**EXTRACTED TEXT**.
BUT - You know that it will be 0% of the time, since you have 3 of 3 in hand. This only holds true, however, because you've revealed 100% of the remaining.

This. I thought this is about the only argument you can make. But seriously:

Suppose we have this deck with 7 coppers and 3 estates. We draw the first hand to contain 1 estate.
 
According to you, the chance for the next card in the remaining 5 to be an estate is 30%. At least for us.

Suppose there is a guy who just came along. We told him that there are 3 coppers and 2 estates in the remaining 5- card deck. What would he say about the chance for the first card among the 5 to be an estate? 40% without question.

Why and how can our answers be different?

[Fabian]

Galzria,

Just want to make sure I'm getting your argument, please answer the following!

1. I shuffle my deck and draw my starting hand. My starting hand is 3 Estate and 2 Copper. Is the probability of me having an Estate on the bottom of my library a) 0% b) 30% c) 40% d) other?

The odds that the bottom card is an Estate IS still 30% - BUT - You know that it will be 0% of the time, since you have 3 of 3 in hand. This only holds true, however, because you've revealed 100% of the remaining. Thusly:

2. I shuffle my deck and draw my starting hand. My starting hand is 2 Estate and 3 Copper. Is the probability of me having an Estate on the bottom of my library a) 0% b) 30% c) 40% d) other?

The odds that the bottom card is an Estate IS still 30% - BUT - In this case, intuitively, 1 in 5 remain to be an Estate, so it would SEEM to be 20%, but it isn't, because it's initial probability hasn't changed. Until you reach 0% or 100%, it remains 30% because that was the information the system was given to start. EVERY card is 30% until all are revealed. That is, even when you can know 100% of the time, if it IS or ISN'T, IT'S odds are still 30%.

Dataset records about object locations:
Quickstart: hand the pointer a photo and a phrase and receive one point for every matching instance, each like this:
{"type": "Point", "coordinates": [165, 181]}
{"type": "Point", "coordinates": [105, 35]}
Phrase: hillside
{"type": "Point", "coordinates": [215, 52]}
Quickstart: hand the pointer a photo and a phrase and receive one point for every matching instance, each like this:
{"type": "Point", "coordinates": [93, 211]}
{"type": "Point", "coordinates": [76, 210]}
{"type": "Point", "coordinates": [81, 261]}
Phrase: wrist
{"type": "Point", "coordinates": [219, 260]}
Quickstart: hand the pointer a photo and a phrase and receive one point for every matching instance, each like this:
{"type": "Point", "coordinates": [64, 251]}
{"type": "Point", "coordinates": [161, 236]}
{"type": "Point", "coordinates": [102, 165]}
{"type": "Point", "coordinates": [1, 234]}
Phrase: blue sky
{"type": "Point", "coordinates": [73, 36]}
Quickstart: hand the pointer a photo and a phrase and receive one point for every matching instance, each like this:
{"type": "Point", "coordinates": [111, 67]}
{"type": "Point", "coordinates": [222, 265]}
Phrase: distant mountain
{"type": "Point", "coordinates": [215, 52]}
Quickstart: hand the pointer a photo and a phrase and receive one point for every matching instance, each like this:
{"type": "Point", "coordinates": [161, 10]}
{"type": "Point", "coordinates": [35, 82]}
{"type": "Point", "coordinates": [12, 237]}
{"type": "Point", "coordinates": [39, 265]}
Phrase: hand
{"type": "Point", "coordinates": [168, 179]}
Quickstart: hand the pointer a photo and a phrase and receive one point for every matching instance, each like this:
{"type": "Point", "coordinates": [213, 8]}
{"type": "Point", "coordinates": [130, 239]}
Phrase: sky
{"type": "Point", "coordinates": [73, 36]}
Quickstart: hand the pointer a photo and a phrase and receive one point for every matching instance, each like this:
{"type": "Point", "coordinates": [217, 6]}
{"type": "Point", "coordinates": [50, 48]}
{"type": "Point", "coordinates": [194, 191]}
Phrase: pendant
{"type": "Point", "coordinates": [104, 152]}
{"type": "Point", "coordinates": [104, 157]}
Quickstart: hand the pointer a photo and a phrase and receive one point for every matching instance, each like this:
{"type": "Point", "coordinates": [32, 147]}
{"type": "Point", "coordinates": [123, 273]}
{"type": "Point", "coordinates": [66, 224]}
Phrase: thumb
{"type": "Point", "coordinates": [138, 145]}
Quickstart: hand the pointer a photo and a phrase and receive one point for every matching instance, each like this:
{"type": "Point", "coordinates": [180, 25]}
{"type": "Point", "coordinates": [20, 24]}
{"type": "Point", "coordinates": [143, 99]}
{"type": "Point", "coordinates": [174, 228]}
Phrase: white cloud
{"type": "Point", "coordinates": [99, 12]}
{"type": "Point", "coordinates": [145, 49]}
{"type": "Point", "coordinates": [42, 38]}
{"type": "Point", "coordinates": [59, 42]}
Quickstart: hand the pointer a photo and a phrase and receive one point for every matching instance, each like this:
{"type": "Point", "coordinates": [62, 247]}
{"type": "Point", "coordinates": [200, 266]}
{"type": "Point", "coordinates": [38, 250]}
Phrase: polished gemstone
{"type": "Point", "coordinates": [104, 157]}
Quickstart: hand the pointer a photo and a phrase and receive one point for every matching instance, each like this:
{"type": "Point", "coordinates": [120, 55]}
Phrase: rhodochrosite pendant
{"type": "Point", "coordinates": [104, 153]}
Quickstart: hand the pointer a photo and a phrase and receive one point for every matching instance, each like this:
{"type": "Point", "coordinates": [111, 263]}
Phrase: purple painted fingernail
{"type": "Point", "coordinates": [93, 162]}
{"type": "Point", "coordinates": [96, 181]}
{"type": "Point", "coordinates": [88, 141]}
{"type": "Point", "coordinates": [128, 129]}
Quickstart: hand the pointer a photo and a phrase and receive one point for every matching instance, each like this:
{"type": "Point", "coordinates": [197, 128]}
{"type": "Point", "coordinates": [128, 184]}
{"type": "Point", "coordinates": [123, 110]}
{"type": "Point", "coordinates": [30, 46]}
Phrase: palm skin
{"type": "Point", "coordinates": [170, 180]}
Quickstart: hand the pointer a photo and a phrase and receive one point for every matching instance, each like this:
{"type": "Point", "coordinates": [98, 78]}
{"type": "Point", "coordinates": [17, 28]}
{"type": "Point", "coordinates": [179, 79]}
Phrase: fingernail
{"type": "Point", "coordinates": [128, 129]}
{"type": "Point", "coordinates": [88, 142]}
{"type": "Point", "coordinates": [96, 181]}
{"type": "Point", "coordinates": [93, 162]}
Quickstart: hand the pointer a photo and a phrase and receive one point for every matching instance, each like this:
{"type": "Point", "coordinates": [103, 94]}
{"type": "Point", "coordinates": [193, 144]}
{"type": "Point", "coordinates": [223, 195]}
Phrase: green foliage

**PROBLEM**. Please list every distinct percentage value that appears in the forum thread above the records, each only once.

**EXERCISE SOLUTION**. 0%, 30%, 40%, 20%, 100%